TASKS:
[a] In the technology retrospective, what did the writer get as a Christmas present in 1969?
[b] Turn the paragraph in the technology retrospective that opens with "I started my teaching career" into a short list that keeps its main facts.

TEXT BLOCK:
·····
A Look Back on 5 Decades

Tomorrow I’ll be 50-something, a little over half way to 60 … did you hear a “yikes”? So I thought I would take a look at my technology use over those years.

Decade 1 – 50’s

We had a black-and-white TV and I was the remote control – my dad would call me and have me change the channel for him … ah, the 50’s parents

I got my first computer when I was about 9 – the Thinkatron and here’s the one I bought on eBay earlier this year:

Thinkatron

I was a playground rat all through elementary school so my main technology had to do with sports equipment.

Decade 2 – 60’s

Pencils, paper, chalk … the normal 20th century educational technologies … oh, don’t forget film strips … click.

I worked for my Mom in her office and learned how to run a billing machine that looked like a typewriter on steroids – the roller was about 3 feet long and I had to warn people before hitting return … it slid out into the aisle!

My first car and power steering – family hand-me-down! Later I drove my Mom’s 68 Buick Skylark Grand Sport … now that was technology … convertible too.

buick.jpg

My first new car had a regular am radio; my Christmas present in ’69 was an 8-track player … too cool.

Decade 3 – 70’s

I started my teaching career teaching English & Yearbook, and coaching volleyball, softball, and basketball at Needles High School – I made good use of movies from the district office. Of course, I had a student help me thread the machine. I bought a VW Rabbit and installed my own cassette player with a toggle switch for the radio/player.
·····
DATASET ENTRIES:
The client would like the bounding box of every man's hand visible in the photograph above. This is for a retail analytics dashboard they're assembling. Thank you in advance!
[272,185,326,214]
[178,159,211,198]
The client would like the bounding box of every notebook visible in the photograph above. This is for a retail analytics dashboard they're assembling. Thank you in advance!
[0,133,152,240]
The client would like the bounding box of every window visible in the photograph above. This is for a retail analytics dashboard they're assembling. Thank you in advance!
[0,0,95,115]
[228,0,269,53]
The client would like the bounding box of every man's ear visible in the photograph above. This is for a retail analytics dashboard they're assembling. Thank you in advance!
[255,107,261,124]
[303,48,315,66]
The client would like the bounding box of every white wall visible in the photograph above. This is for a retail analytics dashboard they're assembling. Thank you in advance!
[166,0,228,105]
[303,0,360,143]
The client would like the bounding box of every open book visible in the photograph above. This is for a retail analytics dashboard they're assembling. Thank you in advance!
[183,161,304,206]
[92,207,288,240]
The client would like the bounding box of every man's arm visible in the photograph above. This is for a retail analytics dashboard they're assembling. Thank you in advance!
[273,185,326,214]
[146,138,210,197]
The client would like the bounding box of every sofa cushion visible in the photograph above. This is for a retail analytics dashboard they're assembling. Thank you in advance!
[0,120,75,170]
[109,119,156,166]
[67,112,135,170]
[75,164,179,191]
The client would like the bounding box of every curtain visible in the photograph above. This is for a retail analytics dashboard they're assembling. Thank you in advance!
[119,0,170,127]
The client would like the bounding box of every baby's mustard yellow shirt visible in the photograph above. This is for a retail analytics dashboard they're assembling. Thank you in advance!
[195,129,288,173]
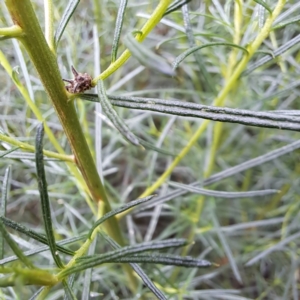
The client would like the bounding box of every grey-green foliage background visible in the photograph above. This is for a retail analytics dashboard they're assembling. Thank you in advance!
[0,0,300,299]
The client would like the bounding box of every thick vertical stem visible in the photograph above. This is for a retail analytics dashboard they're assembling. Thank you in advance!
[5,0,123,244]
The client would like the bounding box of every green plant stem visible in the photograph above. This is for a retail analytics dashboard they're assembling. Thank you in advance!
[5,0,124,251]
[0,25,23,37]
[137,0,286,200]
[92,0,171,86]
[44,0,55,53]
[0,50,93,209]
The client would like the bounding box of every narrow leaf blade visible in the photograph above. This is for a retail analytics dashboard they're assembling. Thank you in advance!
[35,124,63,268]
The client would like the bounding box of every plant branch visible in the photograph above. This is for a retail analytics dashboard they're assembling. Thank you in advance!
[141,0,286,197]
[92,0,171,86]
[5,0,123,244]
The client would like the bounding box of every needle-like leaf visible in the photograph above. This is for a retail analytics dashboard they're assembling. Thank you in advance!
[35,124,63,268]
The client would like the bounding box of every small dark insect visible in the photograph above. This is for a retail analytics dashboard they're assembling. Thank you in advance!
[63,66,93,94]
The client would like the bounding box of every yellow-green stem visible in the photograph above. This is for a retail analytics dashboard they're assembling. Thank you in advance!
[0,25,23,37]
[134,0,286,203]
[5,0,123,251]
[92,0,171,86]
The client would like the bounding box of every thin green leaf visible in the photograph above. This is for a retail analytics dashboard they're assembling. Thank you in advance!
[35,124,63,268]
[29,286,45,300]
[81,236,98,299]
[54,0,80,47]
[271,16,300,30]
[61,239,187,277]
[254,0,273,15]
[0,167,10,259]
[172,42,248,69]
[258,0,266,29]
[88,195,155,238]
[164,0,191,16]
[241,34,300,76]
[105,94,300,131]
[111,0,128,63]
[100,230,167,300]
[108,254,212,268]
[62,279,77,300]
[124,33,176,76]
[0,147,20,158]
[97,80,140,146]
[134,141,300,212]
[169,182,280,199]
[211,213,243,284]
[63,274,76,300]
[78,94,176,156]
[0,216,75,256]
[0,220,34,269]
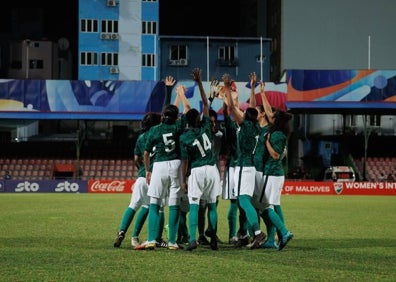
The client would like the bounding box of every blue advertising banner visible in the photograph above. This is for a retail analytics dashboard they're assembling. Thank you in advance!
[2,179,88,193]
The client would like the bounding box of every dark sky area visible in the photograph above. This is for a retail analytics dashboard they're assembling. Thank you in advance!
[160,0,239,36]
[0,0,239,39]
·····
RESULTS:
[a] An 8-track player.

[b]
- Started teaching English and Yearbook at Needles High School
- Coached volleyball, softball, and basketball there
- Showed movies from the district office, with a student threading the machine
- Bought a VW Rabbit and installed a cassette player with a toggle switch for radio/player